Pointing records
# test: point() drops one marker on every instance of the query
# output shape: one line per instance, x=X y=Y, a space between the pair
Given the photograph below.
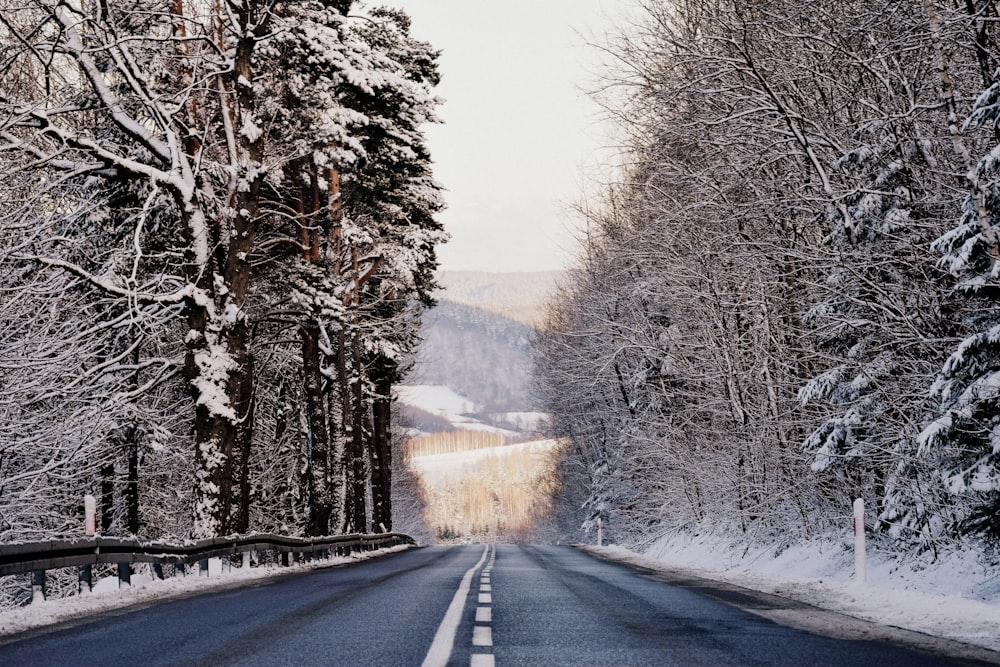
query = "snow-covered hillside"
x=446 y=404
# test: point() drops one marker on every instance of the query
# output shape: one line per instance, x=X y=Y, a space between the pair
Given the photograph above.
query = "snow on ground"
x=145 y=591
x=437 y=469
x=957 y=596
x=444 y=402
x=437 y=399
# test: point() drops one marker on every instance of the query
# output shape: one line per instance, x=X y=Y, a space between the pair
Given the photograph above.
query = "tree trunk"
x=318 y=474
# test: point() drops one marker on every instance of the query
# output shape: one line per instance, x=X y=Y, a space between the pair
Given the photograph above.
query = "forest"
x=217 y=234
x=787 y=295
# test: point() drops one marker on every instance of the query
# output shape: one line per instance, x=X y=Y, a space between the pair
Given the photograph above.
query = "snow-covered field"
x=956 y=596
x=146 y=590
x=437 y=470
x=444 y=402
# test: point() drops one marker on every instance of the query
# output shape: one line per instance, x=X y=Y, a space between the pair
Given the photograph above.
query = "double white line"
x=444 y=639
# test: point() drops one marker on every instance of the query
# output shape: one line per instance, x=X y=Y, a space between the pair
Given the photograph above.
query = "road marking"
x=482 y=635
x=444 y=638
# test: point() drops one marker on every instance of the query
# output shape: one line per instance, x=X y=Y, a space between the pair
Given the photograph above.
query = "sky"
x=520 y=139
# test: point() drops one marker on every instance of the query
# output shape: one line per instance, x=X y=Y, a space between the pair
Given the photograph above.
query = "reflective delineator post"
x=860 y=558
x=90 y=515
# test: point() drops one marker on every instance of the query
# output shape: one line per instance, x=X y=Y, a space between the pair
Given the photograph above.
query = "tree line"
x=217 y=235
x=787 y=294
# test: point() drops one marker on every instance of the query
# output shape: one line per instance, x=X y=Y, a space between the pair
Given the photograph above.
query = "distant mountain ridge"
x=520 y=296
x=481 y=355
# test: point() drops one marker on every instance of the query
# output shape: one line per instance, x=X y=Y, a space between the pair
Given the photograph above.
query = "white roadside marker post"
x=86 y=572
x=90 y=515
x=860 y=558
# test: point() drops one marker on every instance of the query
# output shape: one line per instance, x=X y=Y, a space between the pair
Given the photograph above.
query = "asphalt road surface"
x=483 y=606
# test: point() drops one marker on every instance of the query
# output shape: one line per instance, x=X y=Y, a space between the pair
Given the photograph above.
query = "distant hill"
x=483 y=356
x=519 y=296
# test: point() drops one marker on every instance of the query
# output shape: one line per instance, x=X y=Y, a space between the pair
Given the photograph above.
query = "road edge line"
x=444 y=638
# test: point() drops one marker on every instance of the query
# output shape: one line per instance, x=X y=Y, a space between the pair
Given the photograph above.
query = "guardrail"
x=84 y=553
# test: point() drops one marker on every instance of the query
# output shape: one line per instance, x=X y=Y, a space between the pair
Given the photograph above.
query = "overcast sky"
x=519 y=134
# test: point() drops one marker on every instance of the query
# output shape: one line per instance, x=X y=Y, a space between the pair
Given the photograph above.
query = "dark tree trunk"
x=318 y=474
x=381 y=457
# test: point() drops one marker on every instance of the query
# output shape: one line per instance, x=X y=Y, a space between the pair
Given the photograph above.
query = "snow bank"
x=956 y=596
x=146 y=590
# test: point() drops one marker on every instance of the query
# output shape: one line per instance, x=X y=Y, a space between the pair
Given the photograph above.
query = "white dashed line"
x=482 y=635
x=444 y=638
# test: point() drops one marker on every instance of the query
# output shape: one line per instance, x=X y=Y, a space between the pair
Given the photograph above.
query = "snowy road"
x=518 y=606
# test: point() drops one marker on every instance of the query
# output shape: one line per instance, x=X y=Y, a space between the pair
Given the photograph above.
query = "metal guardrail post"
x=85 y=577
x=38 y=586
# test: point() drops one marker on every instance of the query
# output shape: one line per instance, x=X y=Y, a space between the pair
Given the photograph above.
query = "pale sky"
x=519 y=135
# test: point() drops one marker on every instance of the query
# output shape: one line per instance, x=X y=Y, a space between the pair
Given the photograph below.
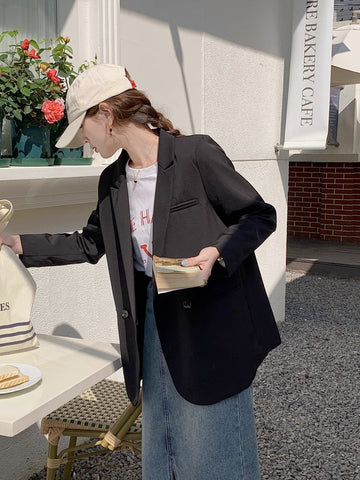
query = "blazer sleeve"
x=62 y=249
x=248 y=219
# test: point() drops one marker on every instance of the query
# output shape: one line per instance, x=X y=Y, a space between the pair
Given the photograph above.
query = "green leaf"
x=25 y=91
x=17 y=114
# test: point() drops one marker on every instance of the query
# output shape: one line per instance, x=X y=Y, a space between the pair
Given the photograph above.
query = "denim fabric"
x=192 y=442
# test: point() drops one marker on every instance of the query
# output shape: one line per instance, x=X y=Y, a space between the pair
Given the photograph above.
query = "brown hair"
x=134 y=106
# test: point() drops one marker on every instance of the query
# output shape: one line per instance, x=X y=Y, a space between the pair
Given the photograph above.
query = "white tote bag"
x=17 y=293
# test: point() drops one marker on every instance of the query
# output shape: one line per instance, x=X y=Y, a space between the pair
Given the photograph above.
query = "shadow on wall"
x=223 y=21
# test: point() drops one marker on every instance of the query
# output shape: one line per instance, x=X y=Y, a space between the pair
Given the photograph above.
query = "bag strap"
x=6 y=212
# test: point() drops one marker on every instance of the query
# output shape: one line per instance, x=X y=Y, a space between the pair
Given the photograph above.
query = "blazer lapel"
x=164 y=187
x=120 y=206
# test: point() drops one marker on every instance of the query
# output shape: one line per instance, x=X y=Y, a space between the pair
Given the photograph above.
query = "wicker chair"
x=103 y=414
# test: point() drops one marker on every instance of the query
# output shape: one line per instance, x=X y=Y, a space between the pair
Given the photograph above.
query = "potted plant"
x=33 y=92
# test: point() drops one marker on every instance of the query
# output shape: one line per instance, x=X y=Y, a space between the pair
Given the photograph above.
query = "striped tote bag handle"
x=6 y=212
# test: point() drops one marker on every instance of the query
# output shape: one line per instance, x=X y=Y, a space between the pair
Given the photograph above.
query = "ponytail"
x=134 y=106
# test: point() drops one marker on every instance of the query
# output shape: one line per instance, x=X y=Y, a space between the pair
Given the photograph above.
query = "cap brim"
x=72 y=136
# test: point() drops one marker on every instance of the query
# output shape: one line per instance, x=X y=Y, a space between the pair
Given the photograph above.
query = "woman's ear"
x=106 y=110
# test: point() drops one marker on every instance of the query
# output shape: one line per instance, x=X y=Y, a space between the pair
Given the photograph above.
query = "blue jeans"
x=192 y=442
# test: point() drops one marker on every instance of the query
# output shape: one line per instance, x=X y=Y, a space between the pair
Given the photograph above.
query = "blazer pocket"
x=183 y=205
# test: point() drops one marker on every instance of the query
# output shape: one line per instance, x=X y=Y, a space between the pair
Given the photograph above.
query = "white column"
x=93 y=27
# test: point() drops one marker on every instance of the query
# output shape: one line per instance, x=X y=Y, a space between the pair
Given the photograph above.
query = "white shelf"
x=41 y=187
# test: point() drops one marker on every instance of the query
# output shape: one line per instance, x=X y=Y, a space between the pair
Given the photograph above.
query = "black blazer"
x=213 y=337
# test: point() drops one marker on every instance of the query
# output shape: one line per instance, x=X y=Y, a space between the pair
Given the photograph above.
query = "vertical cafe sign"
x=309 y=80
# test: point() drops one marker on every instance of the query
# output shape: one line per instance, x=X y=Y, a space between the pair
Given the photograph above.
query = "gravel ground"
x=306 y=392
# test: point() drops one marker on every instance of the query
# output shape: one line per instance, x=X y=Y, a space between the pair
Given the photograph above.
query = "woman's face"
x=96 y=132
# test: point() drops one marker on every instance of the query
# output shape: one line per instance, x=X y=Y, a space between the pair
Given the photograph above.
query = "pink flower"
x=32 y=54
x=51 y=73
x=53 y=110
x=25 y=44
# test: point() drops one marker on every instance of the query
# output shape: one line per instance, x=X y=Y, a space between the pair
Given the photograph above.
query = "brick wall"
x=324 y=201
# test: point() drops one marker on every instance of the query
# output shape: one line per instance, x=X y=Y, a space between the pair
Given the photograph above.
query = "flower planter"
x=31 y=145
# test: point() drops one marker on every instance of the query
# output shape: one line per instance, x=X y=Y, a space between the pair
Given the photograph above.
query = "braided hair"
x=134 y=106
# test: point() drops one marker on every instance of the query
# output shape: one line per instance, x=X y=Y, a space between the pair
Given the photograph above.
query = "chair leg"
x=52 y=454
x=70 y=458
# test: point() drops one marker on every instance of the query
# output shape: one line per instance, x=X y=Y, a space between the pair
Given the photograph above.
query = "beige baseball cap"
x=91 y=87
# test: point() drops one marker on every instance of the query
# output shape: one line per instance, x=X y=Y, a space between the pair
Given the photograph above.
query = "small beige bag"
x=17 y=293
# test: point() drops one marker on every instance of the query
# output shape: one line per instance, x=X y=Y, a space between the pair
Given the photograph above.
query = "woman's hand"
x=206 y=259
x=12 y=241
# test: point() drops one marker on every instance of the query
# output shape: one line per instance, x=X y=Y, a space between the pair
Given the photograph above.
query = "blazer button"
x=187 y=304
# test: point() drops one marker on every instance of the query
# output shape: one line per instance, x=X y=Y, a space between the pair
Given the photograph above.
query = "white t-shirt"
x=141 y=183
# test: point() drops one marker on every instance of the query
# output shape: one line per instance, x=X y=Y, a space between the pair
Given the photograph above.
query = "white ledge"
x=40 y=187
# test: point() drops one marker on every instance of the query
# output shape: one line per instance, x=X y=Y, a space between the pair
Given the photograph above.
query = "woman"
x=196 y=350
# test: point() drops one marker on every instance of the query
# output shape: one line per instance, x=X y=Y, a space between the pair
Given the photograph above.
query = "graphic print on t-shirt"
x=141 y=191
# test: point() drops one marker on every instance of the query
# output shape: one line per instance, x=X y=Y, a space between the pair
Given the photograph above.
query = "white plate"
x=32 y=372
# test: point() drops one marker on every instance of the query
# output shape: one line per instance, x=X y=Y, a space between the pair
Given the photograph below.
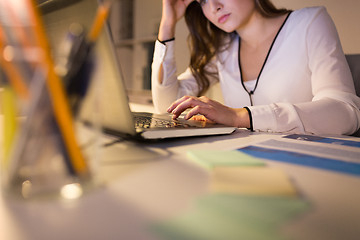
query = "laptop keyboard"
x=151 y=122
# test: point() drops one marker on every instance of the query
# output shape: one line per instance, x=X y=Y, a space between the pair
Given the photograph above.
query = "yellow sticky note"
x=252 y=181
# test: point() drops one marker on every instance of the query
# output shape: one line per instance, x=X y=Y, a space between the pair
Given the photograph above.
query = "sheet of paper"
x=213 y=158
x=251 y=180
x=218 y=216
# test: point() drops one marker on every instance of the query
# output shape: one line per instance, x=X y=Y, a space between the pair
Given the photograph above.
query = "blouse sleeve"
x=334 y=108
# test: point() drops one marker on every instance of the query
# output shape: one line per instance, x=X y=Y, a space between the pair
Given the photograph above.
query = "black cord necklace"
x=250 y=93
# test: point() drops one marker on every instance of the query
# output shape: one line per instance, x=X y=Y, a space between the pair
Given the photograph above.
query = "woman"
x=279 y=71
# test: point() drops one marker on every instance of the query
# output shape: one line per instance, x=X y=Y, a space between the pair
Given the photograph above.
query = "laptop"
x=106 y=102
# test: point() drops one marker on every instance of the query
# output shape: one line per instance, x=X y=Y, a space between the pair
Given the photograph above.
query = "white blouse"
x=305 y=86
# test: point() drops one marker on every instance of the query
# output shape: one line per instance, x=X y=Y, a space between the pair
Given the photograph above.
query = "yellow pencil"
x=57 y=94
x=101 y=16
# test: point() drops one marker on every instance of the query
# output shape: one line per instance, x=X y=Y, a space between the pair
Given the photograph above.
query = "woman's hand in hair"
x=211 y=110
x=172 y=12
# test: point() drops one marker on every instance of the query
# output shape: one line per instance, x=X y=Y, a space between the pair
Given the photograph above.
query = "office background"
x=135 y=26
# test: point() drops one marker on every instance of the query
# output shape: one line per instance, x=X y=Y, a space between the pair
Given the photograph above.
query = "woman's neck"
x=259 y=29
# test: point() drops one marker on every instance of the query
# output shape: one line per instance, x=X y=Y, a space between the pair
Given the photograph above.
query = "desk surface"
x=147 y=182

:: Stated exercise ::
Render the records as a JSON list of strings, one string per line, from the start of the records through the line containing "x=446 y=404", with both ends included and blank lines left out. Leave the pictures out of the answer.

:: Result of this exercise ::
[
  "# test: point() drops one marker on every instance of the query",
  "# output shape: one line per instance, x=X y=Y, a space between the pair",
  "Given the photograph below.",
  "query = \"snow-covered hillside\"",
  "x=446 y=404"
]